• _TASK OBJECTIVE_
Write out again, please, the records below from the first line to the line holding "Each instance of the pale blue", inclusive, and nothing else.

Referring expression data
[Start of Attachment]
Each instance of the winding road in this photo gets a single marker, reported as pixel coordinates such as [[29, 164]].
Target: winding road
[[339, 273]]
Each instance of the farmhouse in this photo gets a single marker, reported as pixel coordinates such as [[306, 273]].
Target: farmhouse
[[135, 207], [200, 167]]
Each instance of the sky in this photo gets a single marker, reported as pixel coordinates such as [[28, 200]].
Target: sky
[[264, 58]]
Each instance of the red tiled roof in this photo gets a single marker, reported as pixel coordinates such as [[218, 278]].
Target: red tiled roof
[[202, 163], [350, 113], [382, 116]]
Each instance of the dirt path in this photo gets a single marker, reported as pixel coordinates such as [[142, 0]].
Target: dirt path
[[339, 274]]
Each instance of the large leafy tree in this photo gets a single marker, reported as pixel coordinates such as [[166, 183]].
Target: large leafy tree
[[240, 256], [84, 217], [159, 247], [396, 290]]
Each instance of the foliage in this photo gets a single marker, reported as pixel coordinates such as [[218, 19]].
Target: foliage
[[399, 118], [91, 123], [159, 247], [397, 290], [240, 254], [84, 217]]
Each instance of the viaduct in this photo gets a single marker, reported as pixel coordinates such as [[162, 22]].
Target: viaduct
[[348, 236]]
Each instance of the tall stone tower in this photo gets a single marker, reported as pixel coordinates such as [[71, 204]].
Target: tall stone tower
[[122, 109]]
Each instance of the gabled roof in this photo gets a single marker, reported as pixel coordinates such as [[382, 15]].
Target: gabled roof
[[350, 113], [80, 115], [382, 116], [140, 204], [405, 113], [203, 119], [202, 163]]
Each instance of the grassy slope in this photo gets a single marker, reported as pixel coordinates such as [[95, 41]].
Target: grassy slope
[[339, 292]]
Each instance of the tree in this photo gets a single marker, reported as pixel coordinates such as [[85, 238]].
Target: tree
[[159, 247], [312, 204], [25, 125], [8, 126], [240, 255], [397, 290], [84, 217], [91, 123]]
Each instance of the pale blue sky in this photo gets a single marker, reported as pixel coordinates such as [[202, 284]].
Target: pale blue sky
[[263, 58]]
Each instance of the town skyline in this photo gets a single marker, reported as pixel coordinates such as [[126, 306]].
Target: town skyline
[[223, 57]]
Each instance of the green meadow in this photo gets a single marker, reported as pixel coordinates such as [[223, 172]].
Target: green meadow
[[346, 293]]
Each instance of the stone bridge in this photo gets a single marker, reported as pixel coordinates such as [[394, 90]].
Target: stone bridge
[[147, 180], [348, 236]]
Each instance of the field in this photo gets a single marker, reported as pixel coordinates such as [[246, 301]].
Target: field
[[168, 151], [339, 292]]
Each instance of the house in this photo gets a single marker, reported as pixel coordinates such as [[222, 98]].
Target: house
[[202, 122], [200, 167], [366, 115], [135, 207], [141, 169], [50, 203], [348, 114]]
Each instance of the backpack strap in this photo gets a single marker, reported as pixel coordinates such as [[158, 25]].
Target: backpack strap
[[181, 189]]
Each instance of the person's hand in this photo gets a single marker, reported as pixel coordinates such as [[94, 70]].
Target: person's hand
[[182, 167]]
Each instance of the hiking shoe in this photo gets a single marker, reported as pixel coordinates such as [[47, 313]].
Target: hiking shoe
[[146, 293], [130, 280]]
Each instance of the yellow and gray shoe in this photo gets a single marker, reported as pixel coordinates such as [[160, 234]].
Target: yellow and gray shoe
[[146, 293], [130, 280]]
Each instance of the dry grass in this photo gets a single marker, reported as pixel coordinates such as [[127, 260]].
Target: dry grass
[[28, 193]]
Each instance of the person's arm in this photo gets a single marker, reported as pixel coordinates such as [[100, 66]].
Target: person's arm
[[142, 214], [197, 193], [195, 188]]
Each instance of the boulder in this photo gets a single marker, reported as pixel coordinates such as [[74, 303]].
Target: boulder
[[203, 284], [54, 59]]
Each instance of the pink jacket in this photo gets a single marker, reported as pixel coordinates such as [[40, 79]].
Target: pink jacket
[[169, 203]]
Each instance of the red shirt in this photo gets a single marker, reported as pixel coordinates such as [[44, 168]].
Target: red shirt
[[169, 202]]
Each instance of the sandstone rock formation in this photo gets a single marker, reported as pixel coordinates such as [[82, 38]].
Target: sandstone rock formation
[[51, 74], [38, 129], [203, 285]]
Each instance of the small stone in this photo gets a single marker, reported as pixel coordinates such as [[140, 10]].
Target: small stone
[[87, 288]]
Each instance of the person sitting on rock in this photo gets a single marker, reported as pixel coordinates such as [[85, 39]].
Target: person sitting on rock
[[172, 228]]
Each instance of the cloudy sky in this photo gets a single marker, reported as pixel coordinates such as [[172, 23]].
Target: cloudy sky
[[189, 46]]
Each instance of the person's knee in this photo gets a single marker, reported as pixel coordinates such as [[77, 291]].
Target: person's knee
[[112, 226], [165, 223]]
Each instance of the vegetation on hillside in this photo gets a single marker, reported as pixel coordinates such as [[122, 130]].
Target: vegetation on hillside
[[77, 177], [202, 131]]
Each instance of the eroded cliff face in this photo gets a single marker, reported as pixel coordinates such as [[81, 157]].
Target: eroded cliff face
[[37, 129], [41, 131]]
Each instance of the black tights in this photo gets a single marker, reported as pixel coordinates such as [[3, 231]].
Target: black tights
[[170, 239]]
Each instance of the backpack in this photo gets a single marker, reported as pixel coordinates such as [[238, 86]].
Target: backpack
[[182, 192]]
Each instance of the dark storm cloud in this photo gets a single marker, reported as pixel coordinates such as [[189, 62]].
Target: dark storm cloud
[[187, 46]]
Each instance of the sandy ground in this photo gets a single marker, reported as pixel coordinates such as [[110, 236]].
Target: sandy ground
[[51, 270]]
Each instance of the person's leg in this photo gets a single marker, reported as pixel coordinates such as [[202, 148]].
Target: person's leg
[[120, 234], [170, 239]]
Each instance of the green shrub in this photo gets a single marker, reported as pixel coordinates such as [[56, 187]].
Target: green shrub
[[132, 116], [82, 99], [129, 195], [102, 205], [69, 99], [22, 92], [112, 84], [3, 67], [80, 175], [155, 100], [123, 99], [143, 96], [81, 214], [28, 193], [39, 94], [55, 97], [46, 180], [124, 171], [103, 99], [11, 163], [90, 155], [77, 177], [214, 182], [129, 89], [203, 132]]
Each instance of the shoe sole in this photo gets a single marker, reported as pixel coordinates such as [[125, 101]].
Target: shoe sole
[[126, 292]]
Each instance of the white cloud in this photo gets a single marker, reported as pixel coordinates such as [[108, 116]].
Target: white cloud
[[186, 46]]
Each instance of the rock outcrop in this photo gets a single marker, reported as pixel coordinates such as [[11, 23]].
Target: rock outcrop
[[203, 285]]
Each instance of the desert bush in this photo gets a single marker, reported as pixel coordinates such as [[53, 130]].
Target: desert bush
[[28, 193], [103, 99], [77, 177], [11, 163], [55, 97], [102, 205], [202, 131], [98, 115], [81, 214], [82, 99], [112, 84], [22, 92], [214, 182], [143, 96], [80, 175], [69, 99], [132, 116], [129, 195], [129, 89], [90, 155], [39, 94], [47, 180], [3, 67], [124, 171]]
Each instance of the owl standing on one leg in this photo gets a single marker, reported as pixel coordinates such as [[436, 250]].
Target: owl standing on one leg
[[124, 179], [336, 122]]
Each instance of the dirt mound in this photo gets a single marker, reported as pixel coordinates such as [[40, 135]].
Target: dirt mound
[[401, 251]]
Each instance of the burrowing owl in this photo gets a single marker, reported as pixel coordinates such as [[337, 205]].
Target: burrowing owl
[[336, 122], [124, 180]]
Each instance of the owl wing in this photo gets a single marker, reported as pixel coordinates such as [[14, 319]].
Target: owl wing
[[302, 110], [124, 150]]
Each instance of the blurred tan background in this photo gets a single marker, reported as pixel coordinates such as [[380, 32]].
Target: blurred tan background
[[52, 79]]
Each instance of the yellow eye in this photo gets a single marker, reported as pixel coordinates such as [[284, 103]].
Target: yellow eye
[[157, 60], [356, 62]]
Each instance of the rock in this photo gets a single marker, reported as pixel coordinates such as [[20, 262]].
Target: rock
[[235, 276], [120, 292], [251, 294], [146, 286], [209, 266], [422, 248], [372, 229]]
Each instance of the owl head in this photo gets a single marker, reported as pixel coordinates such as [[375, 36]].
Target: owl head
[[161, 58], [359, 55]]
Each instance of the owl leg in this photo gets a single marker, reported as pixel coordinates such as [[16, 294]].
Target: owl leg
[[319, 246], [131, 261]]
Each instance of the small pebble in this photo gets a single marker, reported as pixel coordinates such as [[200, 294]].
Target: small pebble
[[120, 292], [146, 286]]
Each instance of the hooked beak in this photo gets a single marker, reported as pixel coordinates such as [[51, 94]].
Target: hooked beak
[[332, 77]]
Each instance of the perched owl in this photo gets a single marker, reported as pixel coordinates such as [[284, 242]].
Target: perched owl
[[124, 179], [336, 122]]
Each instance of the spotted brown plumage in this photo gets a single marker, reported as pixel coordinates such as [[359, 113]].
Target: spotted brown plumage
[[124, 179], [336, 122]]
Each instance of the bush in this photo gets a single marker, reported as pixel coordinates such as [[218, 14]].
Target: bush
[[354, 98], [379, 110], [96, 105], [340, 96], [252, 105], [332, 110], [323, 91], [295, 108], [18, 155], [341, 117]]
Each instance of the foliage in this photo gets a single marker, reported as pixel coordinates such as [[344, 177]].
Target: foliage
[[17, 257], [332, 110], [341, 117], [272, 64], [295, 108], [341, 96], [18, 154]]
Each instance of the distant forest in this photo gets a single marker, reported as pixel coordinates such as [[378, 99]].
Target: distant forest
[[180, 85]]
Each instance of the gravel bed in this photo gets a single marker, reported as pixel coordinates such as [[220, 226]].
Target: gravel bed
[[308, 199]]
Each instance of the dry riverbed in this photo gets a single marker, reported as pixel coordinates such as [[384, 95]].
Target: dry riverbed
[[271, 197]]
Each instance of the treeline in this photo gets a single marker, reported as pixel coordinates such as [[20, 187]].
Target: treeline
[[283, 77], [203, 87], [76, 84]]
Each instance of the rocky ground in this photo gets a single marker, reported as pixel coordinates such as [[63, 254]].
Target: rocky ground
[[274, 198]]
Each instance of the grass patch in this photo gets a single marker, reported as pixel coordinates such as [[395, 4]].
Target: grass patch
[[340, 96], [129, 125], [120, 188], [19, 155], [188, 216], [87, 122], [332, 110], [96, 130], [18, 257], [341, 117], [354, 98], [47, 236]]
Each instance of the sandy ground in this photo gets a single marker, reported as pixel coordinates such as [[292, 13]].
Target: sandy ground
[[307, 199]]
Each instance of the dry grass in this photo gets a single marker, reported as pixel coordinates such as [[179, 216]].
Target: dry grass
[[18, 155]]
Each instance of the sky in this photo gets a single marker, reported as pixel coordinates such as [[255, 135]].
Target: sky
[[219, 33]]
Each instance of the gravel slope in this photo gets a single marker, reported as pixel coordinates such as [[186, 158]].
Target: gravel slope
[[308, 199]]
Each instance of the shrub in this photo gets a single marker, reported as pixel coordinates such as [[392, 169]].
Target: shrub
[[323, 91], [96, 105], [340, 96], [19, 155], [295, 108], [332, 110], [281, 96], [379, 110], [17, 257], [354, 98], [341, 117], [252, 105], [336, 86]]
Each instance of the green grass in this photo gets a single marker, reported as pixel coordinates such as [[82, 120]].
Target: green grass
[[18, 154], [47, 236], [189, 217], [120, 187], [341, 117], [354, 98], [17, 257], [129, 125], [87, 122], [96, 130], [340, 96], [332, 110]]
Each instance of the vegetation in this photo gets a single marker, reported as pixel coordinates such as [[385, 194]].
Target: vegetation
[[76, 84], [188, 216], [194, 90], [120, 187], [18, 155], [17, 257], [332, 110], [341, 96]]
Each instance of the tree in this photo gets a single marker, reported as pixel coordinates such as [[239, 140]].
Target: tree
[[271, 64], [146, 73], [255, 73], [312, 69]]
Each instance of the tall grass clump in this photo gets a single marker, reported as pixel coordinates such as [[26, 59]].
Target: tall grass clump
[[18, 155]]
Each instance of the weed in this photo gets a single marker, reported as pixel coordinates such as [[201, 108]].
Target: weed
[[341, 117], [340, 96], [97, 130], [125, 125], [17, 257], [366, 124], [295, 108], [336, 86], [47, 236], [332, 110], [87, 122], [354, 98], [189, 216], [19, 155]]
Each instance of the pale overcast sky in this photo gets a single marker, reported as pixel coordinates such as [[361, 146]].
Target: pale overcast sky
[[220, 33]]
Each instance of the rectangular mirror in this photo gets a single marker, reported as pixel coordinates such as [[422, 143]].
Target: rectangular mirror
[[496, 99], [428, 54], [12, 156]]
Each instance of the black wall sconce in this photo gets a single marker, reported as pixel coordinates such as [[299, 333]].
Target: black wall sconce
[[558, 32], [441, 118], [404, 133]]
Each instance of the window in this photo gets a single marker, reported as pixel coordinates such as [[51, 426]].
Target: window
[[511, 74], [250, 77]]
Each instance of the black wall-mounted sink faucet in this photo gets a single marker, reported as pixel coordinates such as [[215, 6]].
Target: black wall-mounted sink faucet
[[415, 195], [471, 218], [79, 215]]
[End of Attachment]
• _EXERCISE RESULT_
Each instance of the winding road in this photo gets a single marker, reported as pixel coordinates such as [[29, 164]].
Target: winding road
[[339, 273]]
Each instance of the farmhouse in this photo gets a single marker, reported as pixel coordinates such as [[306, 273]].
Target: farmhouse
[[135, 207], [200, 167]]
Each instance of the sky in this photo gets a single marker, reported as pixel coordinates such as [[28, 200]].
Target: sky
[[264, 58]]
Each instance of the red tiled roof in this photo gets a single marker, reported as pixel coordinates such as [[218, 278]].
Target: red tiled roof
[[202, 163], [350, 113], [382, 116]]
Each instance of the dirt path in this photo gets a single marker, reported as pixel coordinates such as [[142, 0]].
Target: dirt path
[[339, 274]]
Each instance of the large leafy tree in this photo gets a single marker, reported as pixel coordinates such as [[166, 183]].
Target: large leafy tree
[[240, 256], [84, 217], [159, 247], [396, 290]]
Each instance of the foliage in this photo gets a single marker, reported as pixel coordinates such as [[218, 19]].
Target: foliage
[[399, 118], [91, 123], [159, 247], [397, 290], [240, 254], [84, 217]]
Each instance of the viaduct in this photo gets a single marker, reported as pixel coordinates such as [[162, 22]].
Target: viaduct
[[348, 236]]
Each instance of the tall stone tower in this photo gets a single marker, reported as pixel coordinates such as [[71, 204]].
Target: tall stone tower
[[122, 109]]
Each instance of the gabled roof in this photo gets a single marker, reported as pixel coordinates such as [[382, 15]].
Target: gabled roof
[[350, 113], [80, 115], [382, 116], [140, 204], [405, 113], [203, 119], [202, 163]]
Each instance of the grassy slope in this photo gets a single marker, reported as pixel coordinates such as [[95, 41]].
Target: grassy slope
[[339, 292]]
Each instance of the tree in this photo gets a single marker, reported as pixel coordinates such as [[85, 238]].
Target: tree
[[159, 247], [312, 204], [25, 125], [8, 126], [240, 255], [397, 290], [84, 217], [91, 123]]
Each instance of the pale blue sky in this photo gets a single marker, reported as pixel coordinates such as [[202, 284]].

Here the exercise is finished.